- STATED EXERCISE 1 -
Find every line in the entries that contains the string "building", treating uppercase and lowercase as different, and copy each of those lines.

Drama Classics


Lysistrata (trans. Dickinson)

Nick Hern Books
Type: Text

Aristophanes' Lysistrata is a classic Greek comedy about an extraordinary attempt by an Athenian woman, Lysistrata, to bring an end to the war that is afflicting Greece by persuading the women to withhold sexual privileges from their menfolk in order to force them to negotiate peace. It was originally performed in Athens in 411 BC during the Peloponnesian War, which by then had been raging for an entire generation.

The play's action takes place in the besieged city of Athens, some twenty years into the Peloponnesian War (a civil war fought between Athens and her former ally Sparta). Lysistrata ('disbander of armies') forms a plan to end the fighting. She calls together all the women in Greece, and tells them her plan: since the war is getting nowhere under men's control, and Greece is being torn to pieces, the only solution is for women to take over public affairs and manage them as successfully as they run their homes. Not only will they seize the Acropolis (so gaining control of the Athenian armoury and war-treasury), they will also withhold sex and thus persuade their men to make peace. As the men on both sides of the conflict become increasingly desperate for sex, they finally turn to Lysistrata and sue for peace.

This translation by Patric Dickinson was first published in 1957. Following Dickinson's death, it was lightly revised by Kenneth McLeish before being republished in 1996 by Nick Hern Books in its Drama Classics series. The dialogue is vividly colloquial without being constrained to a particular time-period. Lysistrata speaks with an earthy immediacy ('I told them all to be here; I said it was most important, / And they've none of them come'), while, according to an author's note, the Spartans speak with a Lancashire accent.

In his introduction to the Nick Hern Books edition, McLeish writes: 'At one level, Lysistrata is a farce about frustration. But its underlying ideas – that the impotence of war can be symbolised by sexual frustration, that resolution is possible and that women may be better able than men to bring this about – must have resonated with the original spectators in a way which brilliantly challenged their (and, later, our) ideas of what 'farce' ought to be.'

The Misanthrope (trans. Mulrine)

Nick Hern Books
Type: Text

Arguably one of Molière’s best-known and most loved plays, The Misanthrope is a classic comedy that satirises the hypocrisies of French aristocratic society.

Alceste, the misanthrope, hates all mankind and despairs of its falseness. He believes that the world could be perfected if only people were more honest with one another. But his candidness soon starts to make him enemies and he becomes the target of malicious rumours. He alienates his love, Célimène, by reproaching her coquettish behaviour and is summoned before the court of marshals to defend his negative opinion on some poetry composed by a powerful noble. Alceste begins to realise that the only way to be left alone is to disengage from society itself – but he struggles to persuade Célimène to go with him and is ultimately left alone.

- MATERIAL FOR THIS EXERCISE -
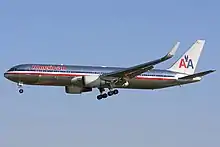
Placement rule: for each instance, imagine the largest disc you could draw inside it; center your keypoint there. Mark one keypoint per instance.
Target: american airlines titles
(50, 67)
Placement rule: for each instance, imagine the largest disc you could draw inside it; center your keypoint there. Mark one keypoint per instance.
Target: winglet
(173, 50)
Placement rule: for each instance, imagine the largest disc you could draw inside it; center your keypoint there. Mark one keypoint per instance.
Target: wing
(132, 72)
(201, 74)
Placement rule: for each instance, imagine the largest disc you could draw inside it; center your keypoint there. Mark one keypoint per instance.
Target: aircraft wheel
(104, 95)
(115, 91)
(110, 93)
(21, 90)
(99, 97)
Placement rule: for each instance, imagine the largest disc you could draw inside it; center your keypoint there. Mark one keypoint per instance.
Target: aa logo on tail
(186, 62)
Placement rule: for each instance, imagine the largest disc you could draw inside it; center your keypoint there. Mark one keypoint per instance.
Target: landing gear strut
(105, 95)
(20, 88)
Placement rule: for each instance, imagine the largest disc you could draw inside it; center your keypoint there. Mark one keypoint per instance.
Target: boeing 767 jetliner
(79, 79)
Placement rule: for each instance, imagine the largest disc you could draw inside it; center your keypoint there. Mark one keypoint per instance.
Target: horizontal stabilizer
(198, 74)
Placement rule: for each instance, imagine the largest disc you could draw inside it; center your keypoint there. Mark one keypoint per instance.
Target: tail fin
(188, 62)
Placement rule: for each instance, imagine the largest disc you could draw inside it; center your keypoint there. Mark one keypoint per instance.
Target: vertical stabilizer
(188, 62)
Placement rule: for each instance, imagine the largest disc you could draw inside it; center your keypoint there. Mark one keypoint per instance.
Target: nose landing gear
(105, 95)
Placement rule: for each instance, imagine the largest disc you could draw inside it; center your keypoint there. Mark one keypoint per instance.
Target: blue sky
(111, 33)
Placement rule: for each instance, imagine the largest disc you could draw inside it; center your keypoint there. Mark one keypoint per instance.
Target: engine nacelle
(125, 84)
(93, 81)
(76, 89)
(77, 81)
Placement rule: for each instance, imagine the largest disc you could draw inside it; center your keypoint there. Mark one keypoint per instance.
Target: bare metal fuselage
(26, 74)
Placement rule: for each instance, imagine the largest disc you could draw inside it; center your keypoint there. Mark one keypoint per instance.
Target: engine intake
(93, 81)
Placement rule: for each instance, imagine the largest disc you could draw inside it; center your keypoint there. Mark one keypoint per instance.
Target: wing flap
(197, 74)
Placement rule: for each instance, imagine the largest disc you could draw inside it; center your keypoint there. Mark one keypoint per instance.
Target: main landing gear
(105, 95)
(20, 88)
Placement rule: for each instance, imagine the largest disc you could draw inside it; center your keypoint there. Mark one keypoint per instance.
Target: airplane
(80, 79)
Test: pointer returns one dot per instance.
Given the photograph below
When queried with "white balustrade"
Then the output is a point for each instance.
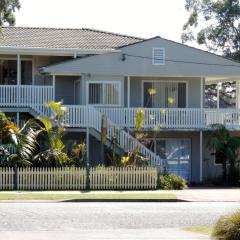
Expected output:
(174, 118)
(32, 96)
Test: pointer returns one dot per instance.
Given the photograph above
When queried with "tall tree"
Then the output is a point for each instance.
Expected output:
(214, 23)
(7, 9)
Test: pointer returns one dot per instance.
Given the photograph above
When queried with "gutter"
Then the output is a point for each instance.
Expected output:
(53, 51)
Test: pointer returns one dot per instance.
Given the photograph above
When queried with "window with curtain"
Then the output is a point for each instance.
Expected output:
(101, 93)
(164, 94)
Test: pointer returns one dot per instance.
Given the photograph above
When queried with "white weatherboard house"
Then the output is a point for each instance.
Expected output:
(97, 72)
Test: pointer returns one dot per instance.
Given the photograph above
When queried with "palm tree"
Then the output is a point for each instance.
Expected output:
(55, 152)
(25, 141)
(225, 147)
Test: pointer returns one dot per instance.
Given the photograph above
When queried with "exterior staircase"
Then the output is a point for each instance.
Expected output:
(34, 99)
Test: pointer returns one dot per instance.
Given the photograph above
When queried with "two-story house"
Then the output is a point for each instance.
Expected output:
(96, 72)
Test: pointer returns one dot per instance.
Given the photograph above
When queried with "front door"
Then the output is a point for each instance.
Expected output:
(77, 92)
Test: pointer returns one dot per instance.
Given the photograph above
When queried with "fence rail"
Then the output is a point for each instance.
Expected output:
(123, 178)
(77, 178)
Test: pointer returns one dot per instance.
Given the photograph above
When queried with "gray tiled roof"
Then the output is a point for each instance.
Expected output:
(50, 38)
* * *
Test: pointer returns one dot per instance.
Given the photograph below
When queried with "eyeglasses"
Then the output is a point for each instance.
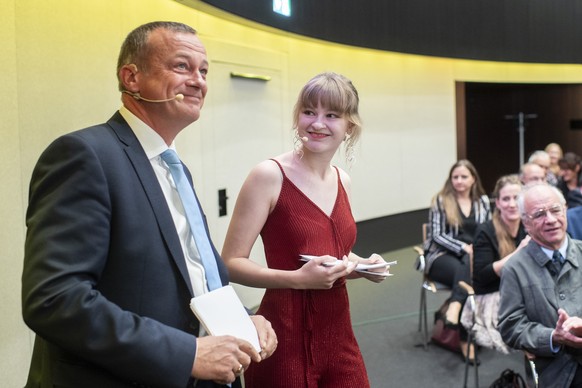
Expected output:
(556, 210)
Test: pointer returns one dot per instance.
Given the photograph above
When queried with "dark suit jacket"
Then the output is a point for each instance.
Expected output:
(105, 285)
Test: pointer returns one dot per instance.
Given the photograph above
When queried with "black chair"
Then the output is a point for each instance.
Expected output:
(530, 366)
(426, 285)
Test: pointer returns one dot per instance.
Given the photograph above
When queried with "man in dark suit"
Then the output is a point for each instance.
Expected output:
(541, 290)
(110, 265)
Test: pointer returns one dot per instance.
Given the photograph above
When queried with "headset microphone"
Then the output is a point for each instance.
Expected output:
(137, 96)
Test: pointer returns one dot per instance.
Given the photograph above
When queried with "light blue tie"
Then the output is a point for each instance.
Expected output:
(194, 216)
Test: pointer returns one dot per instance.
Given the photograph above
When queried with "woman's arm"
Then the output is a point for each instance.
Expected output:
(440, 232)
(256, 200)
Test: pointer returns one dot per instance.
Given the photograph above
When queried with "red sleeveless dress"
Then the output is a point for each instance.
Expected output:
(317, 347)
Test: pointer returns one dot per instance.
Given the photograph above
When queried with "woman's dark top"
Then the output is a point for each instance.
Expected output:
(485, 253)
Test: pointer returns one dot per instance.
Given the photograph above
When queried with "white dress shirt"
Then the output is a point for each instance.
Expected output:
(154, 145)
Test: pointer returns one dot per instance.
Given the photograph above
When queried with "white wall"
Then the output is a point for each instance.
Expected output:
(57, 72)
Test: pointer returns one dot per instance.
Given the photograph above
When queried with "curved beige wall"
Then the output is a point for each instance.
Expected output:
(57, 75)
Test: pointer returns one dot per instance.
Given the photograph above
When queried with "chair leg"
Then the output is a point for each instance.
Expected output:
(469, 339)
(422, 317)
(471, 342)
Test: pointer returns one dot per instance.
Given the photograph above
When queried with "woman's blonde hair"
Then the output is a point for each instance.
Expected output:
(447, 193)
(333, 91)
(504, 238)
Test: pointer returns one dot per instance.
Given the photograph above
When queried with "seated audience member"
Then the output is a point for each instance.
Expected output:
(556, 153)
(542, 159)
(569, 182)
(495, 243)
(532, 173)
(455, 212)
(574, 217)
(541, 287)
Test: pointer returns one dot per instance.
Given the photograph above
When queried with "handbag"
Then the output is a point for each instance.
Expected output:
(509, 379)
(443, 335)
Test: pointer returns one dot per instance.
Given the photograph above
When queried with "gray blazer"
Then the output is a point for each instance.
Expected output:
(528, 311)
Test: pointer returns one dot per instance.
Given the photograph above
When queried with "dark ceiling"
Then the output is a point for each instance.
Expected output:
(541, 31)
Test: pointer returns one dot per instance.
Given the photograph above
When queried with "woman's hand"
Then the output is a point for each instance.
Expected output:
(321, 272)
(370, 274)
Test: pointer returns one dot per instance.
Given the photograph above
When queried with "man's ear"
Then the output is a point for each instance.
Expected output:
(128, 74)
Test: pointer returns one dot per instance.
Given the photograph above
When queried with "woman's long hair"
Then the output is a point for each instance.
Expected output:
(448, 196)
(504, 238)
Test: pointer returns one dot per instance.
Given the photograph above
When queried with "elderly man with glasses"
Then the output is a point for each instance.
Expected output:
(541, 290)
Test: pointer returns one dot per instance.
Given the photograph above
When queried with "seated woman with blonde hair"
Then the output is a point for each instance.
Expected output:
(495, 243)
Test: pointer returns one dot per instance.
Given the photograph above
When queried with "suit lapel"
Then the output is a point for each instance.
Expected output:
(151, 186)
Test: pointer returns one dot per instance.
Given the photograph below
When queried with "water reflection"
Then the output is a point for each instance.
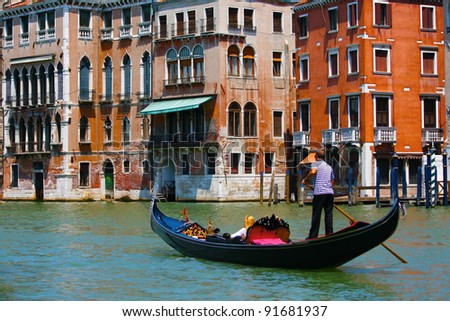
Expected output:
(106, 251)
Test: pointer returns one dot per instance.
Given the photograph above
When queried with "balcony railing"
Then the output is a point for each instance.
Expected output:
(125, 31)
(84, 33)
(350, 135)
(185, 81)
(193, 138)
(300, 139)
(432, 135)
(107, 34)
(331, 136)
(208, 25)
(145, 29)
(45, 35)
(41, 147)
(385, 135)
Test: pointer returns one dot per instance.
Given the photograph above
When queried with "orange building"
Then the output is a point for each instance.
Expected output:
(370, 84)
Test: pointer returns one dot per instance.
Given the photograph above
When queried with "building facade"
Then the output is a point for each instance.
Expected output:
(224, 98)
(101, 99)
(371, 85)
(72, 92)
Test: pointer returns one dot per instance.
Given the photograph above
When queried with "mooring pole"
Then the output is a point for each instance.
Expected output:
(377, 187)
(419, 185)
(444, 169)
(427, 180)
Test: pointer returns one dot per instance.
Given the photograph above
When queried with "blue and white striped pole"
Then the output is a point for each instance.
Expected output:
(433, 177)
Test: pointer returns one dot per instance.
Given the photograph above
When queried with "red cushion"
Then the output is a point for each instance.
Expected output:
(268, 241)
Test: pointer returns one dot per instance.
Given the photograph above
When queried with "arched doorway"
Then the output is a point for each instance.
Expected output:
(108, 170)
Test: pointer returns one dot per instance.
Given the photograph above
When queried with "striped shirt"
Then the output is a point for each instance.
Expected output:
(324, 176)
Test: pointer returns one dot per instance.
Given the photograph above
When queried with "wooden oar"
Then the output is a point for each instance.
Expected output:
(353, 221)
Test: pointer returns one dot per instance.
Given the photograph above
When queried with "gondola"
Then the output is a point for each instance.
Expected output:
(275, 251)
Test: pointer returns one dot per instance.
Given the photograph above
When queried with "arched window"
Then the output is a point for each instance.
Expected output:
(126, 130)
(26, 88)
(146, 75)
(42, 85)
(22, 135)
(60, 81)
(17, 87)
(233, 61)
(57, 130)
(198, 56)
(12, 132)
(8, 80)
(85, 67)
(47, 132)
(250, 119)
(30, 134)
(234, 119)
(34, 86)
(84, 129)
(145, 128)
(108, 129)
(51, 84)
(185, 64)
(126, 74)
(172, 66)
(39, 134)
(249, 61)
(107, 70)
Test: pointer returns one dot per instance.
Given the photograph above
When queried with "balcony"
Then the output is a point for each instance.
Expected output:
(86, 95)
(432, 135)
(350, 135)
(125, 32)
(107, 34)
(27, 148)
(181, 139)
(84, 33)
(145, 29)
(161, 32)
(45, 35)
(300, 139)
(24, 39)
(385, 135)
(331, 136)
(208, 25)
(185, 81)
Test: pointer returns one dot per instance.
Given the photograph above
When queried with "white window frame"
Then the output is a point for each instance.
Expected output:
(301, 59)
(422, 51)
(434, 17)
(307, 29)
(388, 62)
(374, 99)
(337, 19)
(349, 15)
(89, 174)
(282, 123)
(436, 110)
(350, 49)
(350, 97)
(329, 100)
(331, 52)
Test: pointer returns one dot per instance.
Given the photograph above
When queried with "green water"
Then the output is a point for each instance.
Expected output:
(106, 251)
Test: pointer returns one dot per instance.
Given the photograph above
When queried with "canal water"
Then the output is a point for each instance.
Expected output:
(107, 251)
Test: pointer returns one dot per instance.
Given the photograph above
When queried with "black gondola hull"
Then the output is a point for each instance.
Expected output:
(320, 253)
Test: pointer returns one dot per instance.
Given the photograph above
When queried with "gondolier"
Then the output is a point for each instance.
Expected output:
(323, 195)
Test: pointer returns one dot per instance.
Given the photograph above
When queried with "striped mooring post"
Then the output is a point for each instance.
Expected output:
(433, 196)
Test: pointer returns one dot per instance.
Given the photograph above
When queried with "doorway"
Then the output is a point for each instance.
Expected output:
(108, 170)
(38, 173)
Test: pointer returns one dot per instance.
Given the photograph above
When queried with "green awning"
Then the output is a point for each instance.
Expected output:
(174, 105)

- STATED EXERCISE 2 -
Continue the Drama Classics catalog text from its final sentence about The Misanthrope.

- EXERCISE RESPONSE 1 -
When queried with "orange building"
When queried with "building facade"

- EXERCISE RESPONSE 2 -
Molière is responsible for elevating comedy to the status of the great tragedies written by his contemporaries Racine and Corneille. Though The Misanthrope is widely considered to be his comedic masterpiece, it was actually a commercial failure when it first appeared in 1666 at the Palais-Royal in Paris. Perhaps its uneasy mix of comedy and tragedy caused consternation among those original Parisian theatregoers since it represented a significant break from Molière’s usual farcical fare. However, its stature has only increased since then and the play is now an established part of the theatrical canon.

The Miser

Nick Hern Books
Type: Text

The Miser is a five-act comedy written in prose, which makes it a fairly unusual addition to Molière’s oeuvre. The play premiered at the Palais-Royal in Paris in 1668 and was not an instant success, perhaps in part due to the decision not to write in verse. However, records show that its fortunes improved and by 1900 and the founding of the Comédie Française, The Miser had become the most performed 17th century play with over 1500 performances.

Harpagon is an unashamed miser. Yet he lives in relative wealth that he takes great pains to protect. Now a widow and over seventy years of age, he plans on marrying Mariane – a wholly inappropriate choice given her young age and her existing romantic attachment to his son, Cléante. As part of an impoverished family, Cléante helps secure Mariane a loan much to his father’s ire. Meanwhile, Harpagon’s daughter Élise is in love with Valère but her father plans to sell her off to a much higher bidder, preferably the wealthy Anselme. When Harpagon’s hoard is stolen, he begins pointing the finger at anyone and everyone, even the theatregoers themselves. Things are rapidly resolved in the fifth act in a finale full of comedic coincidences: Anselme is revealed to be the father of both Valère and Mariane and agrees to pay for both marriages whilst Harpagon is reunited with his beloved hoard.

The Miser has been translated into many different languages and performed all over the world. Its story has formed the basis of a Bollywood musical, a Russian opera and numerous film and TV adaptations.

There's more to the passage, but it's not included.